■ **Your task**: Report back every line of the entries that contains "multi", exactly as written.

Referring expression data

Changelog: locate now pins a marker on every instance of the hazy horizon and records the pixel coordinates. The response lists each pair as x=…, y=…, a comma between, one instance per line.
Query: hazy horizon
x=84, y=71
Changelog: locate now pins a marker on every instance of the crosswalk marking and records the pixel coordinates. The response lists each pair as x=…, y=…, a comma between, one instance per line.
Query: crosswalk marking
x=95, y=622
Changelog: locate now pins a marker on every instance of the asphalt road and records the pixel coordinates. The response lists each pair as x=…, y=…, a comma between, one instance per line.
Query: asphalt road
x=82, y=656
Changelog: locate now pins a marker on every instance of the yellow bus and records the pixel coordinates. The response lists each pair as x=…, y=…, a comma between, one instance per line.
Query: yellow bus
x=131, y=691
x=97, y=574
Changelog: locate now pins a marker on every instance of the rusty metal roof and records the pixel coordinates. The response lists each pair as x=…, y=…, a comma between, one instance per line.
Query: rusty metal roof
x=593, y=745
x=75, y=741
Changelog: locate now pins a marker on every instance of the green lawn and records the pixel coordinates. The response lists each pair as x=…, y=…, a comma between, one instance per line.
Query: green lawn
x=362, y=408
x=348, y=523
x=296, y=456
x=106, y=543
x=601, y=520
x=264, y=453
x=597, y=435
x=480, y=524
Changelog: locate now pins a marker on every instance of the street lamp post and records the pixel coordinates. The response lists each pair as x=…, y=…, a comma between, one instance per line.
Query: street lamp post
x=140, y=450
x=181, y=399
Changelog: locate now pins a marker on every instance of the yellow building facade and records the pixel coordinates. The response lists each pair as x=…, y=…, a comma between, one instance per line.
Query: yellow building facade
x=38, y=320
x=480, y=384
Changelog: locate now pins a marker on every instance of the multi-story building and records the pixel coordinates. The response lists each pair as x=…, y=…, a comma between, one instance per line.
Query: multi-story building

■ **Exercise solution**:
Changelog: locate now pins a marker on every instance of the multi-story building and records the pixel coordinates. The response lists each pair as x=…, y=…, a comma between, one instance per line.
Query: multi-story building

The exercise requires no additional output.